Start QUOTED TEXT

Dranka appears to come from dranka, "batten, board." As of 1990 there were 338 Poles by this name, with a clump in Krosno province (153) and a few scattered here and there all over.

Dynda comes from the verb dyndać, "to dangle, swing," or dynda, "something dangling, swinging." As of 1990 there were 293 Poles by this name, concentrated mainly in Nowy Sącz province (109) and Rzeszów province (70) in southcentral and southeastern Poland.

Iwaszko would be an East Slavic name from Iwan, the Russian, Belarusian, and Ukrainian version of "John"; Iwaszko would be sort of like "Johnny" in English. As of 1990 there were 1,651 Polish citizens named Iwaszko, scattered all over.

Imbor, pronounced sort of like "EEM-bore," almost certainly comes from the root imbir, "ginger"; I imagine it refers to the spice or to ginger-colored hair or something similar, not to Ginger on "Gilligan's Island." As of 1990 there were 129 Poles named Imbor (with the largest numbers in Katowice province, 28, and Kielce province 52), as well as 395 named Imbierowicz ("son of ginger") and 118 named Imbiorski ("of, from, pertaining to ginger").

End QUOTED TEXT

# [PROBLEM TO WORK ON]
Write out the surname notes word for word, from "Dranka appears to" to "there all over.".

Start ITEMS

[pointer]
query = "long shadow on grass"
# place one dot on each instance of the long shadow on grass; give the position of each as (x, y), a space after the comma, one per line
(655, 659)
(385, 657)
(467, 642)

End ITEMS

# [EXERCISE SOLUTION]
Dranka appears to come from dranka, "batten, board." As of 1990 there were 338 Poles by this name, with a clump in Krosno province (153) and a few scattered here and there all over.